**WORK TO COMPLETE**
(1) List every titled work (disc, album or song) that the Chile on Hell review names.
(2) Extend the Chile on Hell review with a further paragraph that picks up after its final sentence.

**EXCERPTED TEXT**
As a live document, Chile on Hell is pretty standard issue stuff: professionally shot, multi-angled onstage footage interspersed with copious crowd shots and the occasional “tour diary” aside. As a witness to the tour behind the first Joey Belladonna-fronted album in over 20 years, however, Chile on Hell is something more entirely.The disc is about as bare bones as can be; aside from the aforementioned tour snippets that interrupt for a couple minutes every 4-5 songs there are no extras whatsoever. This release gets by entirely on performance, but what a performance it is.
Truthfully Belladonna starts off a little rusty, hitting few high notes and sometimes struggling to keep up with the pace of the first few songs. It doesn’t take him long to find his sea legs, though, so by about the third track he’s in full swing, wailing with gusto and mugging shamelessly for the crowd (he makes numerous gestures indicating he’d like a joint, but when multiple joints start making their way to the stage he accepts them graciously before handing them off unlit to another random crowd member… perhaps he fancies himself the Robin Hood of kush?)
This tour stop finds the band honoring two albums, primarily: Worship Music (of course) but, even more so, Among the Living, probably the most revered of all the Anthrax records as far as the number of classic songs goes. In fact, the first FIVE tracks are culled from Among before the band crack the spine on any of their other tomes at all. These are the exact five that open the studio album in the same order, so if you’ve ever wanted to see the band perform Among the Living live in its entirety, this gets you pretty close (they add “Indians” a few more cuts down the line as well).

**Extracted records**
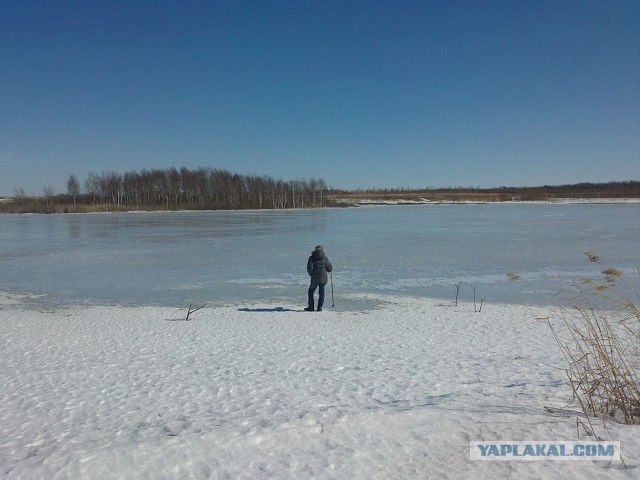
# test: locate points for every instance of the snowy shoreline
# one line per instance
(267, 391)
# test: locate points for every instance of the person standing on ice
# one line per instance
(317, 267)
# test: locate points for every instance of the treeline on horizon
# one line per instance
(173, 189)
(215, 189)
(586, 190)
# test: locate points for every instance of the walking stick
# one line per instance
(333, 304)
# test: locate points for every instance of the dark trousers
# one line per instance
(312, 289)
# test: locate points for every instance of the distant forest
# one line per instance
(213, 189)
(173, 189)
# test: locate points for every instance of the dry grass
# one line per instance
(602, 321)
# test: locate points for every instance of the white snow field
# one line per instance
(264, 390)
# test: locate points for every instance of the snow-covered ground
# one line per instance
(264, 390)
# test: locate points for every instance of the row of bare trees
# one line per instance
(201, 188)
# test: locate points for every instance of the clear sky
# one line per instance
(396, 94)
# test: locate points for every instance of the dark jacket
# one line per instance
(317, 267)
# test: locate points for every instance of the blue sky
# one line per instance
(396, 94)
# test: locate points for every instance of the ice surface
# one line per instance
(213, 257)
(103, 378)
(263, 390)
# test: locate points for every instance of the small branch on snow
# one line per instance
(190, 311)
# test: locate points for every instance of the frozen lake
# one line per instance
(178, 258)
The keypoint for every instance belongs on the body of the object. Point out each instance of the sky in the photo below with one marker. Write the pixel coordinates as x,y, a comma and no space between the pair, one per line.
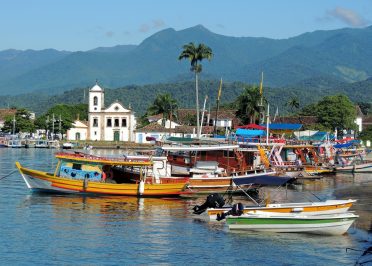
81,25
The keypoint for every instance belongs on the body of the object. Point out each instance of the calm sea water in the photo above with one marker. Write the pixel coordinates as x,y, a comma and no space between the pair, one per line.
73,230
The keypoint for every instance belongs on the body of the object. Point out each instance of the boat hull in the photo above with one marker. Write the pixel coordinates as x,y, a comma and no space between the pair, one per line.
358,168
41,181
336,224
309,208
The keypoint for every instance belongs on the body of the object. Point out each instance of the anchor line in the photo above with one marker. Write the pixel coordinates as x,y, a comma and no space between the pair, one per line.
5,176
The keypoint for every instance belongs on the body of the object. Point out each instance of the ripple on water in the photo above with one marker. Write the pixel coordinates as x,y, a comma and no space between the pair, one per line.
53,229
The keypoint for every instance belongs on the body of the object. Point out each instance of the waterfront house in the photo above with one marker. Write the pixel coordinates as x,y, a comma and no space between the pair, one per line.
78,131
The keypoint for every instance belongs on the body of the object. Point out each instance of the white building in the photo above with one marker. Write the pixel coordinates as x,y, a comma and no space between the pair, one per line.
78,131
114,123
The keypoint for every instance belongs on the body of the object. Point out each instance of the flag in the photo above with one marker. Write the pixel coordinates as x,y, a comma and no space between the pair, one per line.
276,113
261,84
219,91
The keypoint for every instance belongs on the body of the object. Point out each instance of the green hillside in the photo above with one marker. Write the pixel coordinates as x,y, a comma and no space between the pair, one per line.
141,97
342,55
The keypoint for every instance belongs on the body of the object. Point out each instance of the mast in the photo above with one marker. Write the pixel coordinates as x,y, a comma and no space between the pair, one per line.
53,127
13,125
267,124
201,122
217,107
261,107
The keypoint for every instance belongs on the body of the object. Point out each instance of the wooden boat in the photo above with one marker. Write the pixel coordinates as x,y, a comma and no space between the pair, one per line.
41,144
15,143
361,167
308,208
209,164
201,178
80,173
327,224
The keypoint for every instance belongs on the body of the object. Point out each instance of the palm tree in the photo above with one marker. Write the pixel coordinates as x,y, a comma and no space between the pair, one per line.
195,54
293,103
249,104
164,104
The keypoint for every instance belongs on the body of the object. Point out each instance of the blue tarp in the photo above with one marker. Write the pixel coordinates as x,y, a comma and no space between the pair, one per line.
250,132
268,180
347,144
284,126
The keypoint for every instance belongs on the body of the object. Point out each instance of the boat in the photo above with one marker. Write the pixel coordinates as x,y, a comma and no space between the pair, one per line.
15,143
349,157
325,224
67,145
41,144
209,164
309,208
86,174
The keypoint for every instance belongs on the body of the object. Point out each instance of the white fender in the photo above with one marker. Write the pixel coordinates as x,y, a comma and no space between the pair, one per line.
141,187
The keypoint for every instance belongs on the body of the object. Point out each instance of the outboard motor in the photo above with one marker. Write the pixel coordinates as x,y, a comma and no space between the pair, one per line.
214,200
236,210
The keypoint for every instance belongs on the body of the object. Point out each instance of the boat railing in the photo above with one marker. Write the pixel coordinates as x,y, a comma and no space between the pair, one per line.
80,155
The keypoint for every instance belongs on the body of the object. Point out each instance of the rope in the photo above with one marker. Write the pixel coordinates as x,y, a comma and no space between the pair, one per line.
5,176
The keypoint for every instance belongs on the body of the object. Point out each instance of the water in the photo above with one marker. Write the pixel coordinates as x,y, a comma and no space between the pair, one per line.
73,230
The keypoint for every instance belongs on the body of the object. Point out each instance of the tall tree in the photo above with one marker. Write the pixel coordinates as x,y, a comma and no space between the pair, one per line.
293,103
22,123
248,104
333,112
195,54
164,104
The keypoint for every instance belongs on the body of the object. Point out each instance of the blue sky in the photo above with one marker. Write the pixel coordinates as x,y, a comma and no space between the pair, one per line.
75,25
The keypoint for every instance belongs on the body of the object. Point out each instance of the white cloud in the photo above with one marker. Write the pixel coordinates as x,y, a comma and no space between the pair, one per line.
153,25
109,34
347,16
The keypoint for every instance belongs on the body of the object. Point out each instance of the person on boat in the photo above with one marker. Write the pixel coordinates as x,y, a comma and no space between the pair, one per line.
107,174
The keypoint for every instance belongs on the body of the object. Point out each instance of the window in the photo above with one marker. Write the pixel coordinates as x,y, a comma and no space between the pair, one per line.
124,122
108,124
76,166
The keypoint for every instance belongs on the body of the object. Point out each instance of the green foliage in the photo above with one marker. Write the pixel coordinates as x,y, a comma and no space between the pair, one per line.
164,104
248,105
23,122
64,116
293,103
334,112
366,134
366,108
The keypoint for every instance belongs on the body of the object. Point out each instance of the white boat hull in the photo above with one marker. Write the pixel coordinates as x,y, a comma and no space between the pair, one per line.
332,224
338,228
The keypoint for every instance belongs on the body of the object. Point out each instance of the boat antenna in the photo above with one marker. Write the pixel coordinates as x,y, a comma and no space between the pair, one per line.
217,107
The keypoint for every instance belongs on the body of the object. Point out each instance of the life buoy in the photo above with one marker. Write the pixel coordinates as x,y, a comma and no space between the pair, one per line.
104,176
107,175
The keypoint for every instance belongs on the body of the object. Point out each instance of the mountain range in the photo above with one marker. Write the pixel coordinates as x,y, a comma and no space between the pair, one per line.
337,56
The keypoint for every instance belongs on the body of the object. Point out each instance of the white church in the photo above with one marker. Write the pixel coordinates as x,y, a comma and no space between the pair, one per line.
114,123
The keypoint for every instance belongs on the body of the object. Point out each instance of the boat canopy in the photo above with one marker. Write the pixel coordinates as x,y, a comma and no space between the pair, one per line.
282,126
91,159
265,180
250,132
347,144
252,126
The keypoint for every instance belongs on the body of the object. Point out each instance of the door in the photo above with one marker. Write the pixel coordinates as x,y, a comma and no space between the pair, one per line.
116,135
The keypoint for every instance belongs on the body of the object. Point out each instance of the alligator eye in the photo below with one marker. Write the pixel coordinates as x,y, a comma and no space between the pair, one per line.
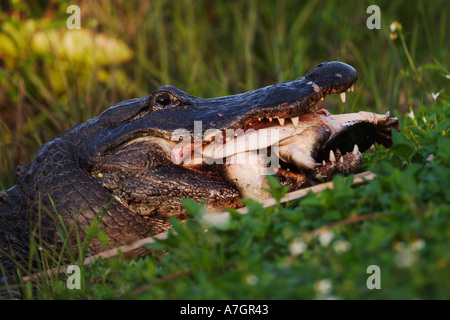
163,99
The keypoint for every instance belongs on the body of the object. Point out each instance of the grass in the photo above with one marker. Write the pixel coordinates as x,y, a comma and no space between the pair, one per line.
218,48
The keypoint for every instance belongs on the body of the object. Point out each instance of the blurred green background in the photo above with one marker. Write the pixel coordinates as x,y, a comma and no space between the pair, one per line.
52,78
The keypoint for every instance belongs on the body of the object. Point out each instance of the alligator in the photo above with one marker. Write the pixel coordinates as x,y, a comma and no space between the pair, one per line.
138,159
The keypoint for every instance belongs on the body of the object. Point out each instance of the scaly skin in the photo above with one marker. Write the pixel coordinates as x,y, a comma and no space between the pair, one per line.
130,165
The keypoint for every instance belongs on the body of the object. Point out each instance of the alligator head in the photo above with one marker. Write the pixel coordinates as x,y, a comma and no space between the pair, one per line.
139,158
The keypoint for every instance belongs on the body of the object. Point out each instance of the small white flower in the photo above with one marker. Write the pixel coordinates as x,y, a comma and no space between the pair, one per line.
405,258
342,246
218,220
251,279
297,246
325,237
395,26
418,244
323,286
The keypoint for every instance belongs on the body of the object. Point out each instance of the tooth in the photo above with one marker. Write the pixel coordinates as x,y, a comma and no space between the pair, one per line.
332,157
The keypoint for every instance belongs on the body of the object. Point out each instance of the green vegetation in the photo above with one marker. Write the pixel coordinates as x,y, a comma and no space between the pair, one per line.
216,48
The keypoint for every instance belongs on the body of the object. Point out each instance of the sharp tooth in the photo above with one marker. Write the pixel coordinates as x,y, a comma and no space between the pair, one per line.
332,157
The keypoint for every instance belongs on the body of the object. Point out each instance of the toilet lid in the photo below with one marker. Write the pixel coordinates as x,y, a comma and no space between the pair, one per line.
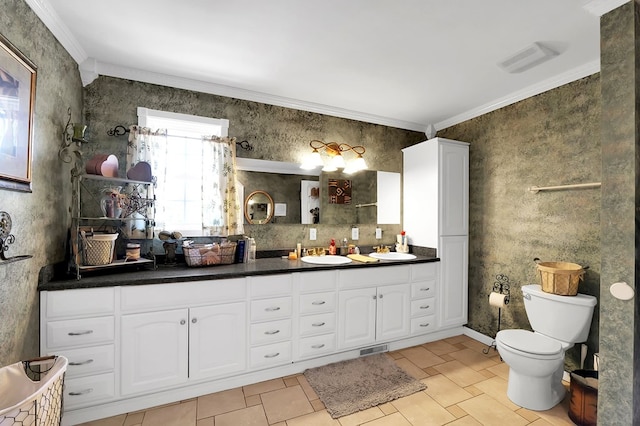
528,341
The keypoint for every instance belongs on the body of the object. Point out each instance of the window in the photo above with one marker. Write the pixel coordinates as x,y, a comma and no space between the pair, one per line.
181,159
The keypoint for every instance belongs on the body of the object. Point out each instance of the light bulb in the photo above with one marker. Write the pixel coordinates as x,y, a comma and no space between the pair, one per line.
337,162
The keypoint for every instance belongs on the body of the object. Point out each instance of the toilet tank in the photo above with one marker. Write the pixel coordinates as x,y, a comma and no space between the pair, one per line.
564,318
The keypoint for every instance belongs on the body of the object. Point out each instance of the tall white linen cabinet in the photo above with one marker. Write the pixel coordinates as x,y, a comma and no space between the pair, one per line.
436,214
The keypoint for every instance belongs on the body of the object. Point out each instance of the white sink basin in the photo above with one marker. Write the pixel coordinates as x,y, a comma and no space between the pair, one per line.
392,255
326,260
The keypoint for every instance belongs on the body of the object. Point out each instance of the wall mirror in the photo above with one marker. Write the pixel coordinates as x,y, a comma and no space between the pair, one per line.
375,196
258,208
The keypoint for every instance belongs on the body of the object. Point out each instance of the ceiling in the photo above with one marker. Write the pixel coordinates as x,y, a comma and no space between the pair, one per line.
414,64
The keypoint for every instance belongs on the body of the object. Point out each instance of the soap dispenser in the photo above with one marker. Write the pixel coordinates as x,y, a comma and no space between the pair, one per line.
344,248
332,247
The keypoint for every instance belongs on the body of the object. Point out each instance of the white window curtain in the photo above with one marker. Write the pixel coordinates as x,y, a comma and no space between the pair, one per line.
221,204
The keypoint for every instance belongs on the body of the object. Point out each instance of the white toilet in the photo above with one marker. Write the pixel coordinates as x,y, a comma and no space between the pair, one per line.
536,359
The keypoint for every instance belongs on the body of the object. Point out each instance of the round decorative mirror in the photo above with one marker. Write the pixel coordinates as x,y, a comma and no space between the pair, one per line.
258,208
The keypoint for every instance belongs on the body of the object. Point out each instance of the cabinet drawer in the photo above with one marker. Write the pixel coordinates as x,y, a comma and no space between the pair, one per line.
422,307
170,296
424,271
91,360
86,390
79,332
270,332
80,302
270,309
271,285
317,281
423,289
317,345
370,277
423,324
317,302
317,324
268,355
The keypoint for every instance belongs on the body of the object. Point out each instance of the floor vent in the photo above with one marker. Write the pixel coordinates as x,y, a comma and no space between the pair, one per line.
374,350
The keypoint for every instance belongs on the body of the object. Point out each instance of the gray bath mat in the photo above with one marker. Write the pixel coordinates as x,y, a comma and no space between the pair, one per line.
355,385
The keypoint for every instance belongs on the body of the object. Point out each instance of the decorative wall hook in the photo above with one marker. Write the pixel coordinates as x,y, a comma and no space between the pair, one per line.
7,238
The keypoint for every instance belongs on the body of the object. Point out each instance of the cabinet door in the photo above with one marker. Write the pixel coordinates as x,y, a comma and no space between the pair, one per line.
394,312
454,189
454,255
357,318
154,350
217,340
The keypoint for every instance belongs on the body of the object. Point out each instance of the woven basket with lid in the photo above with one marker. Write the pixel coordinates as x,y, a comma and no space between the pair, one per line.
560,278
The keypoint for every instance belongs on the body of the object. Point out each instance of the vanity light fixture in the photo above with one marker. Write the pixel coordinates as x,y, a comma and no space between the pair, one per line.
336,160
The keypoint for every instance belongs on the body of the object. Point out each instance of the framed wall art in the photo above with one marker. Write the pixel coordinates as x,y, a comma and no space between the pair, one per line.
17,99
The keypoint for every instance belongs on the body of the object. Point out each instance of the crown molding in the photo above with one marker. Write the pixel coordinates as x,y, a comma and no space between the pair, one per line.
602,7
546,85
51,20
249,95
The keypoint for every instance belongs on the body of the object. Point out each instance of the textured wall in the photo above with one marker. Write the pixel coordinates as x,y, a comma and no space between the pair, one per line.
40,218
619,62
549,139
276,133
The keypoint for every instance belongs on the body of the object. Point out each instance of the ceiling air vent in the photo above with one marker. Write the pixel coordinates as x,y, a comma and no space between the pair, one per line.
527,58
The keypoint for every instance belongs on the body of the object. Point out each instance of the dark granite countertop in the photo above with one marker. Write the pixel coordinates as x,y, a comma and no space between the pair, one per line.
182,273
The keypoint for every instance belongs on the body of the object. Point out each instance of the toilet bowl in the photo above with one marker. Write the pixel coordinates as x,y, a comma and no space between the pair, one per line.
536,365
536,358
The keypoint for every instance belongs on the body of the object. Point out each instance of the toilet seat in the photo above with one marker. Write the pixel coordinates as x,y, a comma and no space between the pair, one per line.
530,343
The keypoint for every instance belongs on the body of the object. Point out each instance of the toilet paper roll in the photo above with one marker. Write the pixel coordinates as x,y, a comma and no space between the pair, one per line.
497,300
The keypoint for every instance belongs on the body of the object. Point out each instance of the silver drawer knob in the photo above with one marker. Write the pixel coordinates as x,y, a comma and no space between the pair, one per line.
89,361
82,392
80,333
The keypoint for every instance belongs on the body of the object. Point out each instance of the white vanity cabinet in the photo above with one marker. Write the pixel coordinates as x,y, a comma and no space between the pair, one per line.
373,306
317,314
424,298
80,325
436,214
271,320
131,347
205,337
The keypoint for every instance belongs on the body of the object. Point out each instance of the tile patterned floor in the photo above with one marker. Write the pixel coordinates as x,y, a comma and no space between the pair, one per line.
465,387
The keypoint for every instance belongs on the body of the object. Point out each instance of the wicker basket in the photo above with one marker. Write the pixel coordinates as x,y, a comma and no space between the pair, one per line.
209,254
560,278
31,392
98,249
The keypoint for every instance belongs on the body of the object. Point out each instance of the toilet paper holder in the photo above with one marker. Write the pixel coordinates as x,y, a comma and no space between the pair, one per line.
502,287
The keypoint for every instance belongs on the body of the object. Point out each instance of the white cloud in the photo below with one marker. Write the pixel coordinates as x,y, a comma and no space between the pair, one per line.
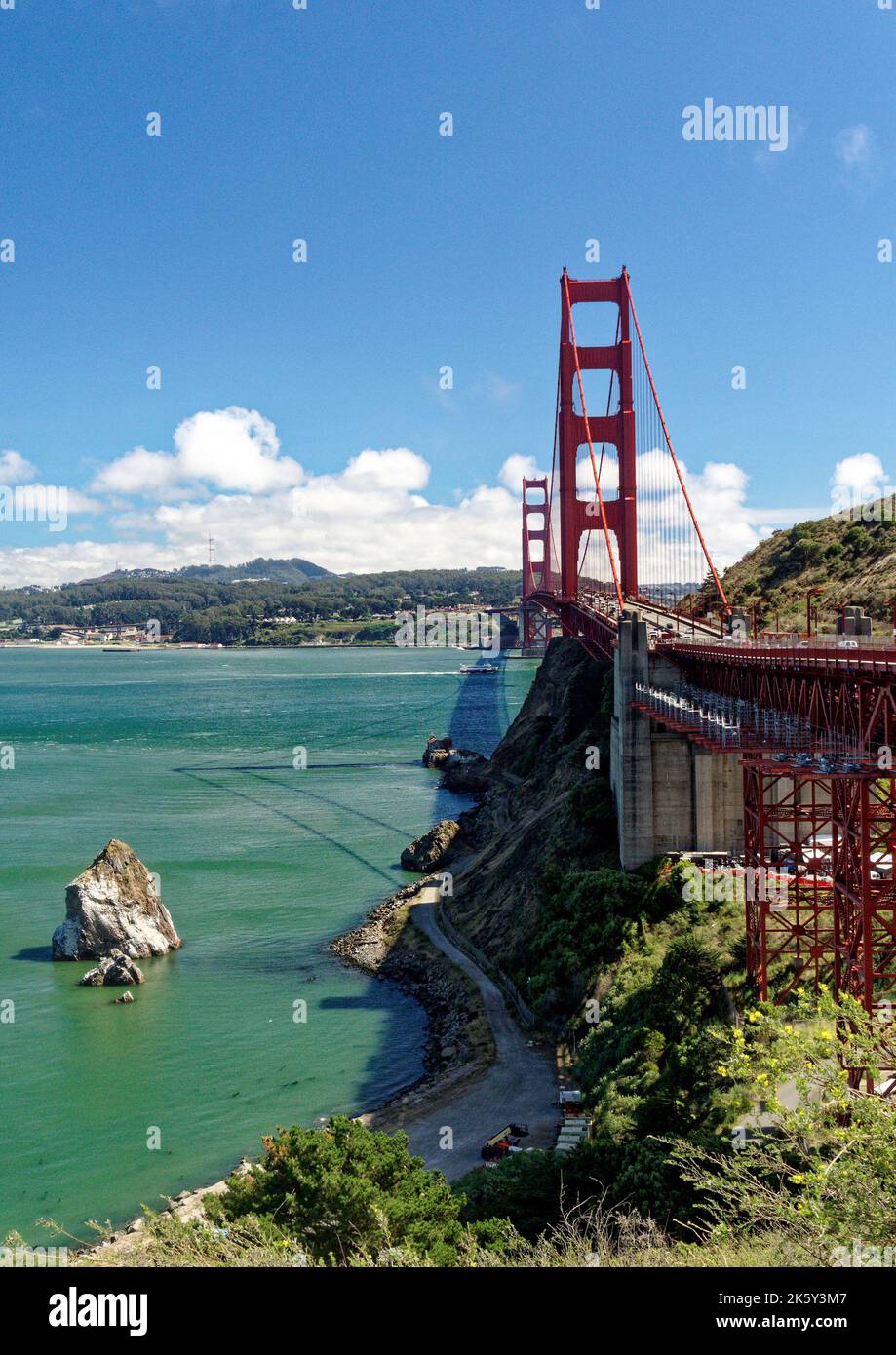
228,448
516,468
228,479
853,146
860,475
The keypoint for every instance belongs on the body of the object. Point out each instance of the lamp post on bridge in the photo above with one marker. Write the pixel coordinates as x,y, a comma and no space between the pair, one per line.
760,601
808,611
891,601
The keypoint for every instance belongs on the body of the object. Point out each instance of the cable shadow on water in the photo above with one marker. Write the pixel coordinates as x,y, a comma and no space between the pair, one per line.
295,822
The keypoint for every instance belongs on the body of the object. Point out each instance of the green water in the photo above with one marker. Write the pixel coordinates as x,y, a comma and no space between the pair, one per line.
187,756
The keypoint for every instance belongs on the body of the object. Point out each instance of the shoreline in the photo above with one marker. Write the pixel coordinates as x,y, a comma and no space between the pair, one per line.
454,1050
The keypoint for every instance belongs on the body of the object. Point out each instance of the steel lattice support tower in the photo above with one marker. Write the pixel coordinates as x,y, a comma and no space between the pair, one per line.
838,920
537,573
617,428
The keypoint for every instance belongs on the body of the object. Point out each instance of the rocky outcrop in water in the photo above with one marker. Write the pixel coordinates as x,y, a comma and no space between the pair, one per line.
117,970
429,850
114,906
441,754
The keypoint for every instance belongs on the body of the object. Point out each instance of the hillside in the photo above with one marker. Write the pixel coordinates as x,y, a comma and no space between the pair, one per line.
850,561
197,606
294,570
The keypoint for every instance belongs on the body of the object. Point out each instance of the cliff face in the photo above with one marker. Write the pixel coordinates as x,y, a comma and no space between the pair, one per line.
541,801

**RESPONSES TO THE EXERCISE**
(1) Chile on Hell, Worship Music, Among the Living, "Indians"

(2)
“The Devil You Know” is surprisingly omitted , but otherwise the other three Worship singles are represented: “Fight ‘Em Til You Can’t”, “I’m Alive”, and “In the End”, the latter poignantly dedicated to fallen metallions Dimebag and Ronnie James Dio. There are a few pleasant surprises on the back nine of the set, namely “Medusa”, “I’m the Man” and “In My World”, and the band closes out explosively with “Madhouse” and “Antisocial”. All in all a good set list energetically performed by a band that seems not at all fatigued by being well into a prolonged tour.
But the fans also deserve a lot of credit for keeping the band motivated. The Teatro Caupolican in Santiago was completely sold out on the night of May 10, 2013, and the wide-roving camera finds absolutely no trace of wallpaper scenesters with their arms folded in the back. These Chileans came to rage, and the boys in Anthrax oblige them accordingly. I know association football, a.k.a. “soccer”, is not widely popular in the US, but can’t we at least co-opt the “ole” chants? I’ve yet to hear any crowd interaction on domestic soil that works nearly as well with the anthemic nature of heavy metal.